◆ EXERCISE PROMPT: Reproduce the entire listing below, requests included, and shift every polygon coordinate in the answers by adding 112 to each number.

◆ SUPPLIED MATERIAL:

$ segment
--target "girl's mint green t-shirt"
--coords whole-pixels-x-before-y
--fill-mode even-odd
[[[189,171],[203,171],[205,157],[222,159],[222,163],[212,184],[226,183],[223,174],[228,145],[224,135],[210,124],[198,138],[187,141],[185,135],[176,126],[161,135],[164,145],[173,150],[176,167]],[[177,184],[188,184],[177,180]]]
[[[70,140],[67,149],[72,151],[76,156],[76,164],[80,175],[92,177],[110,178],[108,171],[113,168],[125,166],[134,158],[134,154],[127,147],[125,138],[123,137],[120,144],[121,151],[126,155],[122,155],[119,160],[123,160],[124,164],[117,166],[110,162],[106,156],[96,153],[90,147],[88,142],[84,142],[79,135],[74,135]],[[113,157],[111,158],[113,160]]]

◆ TASK SOLUTION:
$ segment
--target "girl's mint green t-shirt"
--coords whole-pixels-x-before-y
--fill-mode even-odd
[[[301,283],[315,283],[317,269],[334,271],[334,275],[324,296],[338,295],[335,286],[340,257],[336,247],[322,236],[310,250],[299,253],[297,247],[288,238],[273,247],[276,257],[285,262],[288,279]],[[289,296],[300,296],[289,292]]]
[[[182,252],[179,261],[184,263],[188,268],[188,276],[192,287],[204,289],[222,290],[220,283],[225,280],[237,278],[246,270],[246,266],[239,259],[237,250],[235,249],[232,256],[233,263],[238,267],[234,267],[231,272],[235,272],[236,276],[229,278],[222,274],[218,268],[208,265],[202,259],[200,254],[196,254],[191,247],[186,247]],[[225,269],[223,270],[225,272]]]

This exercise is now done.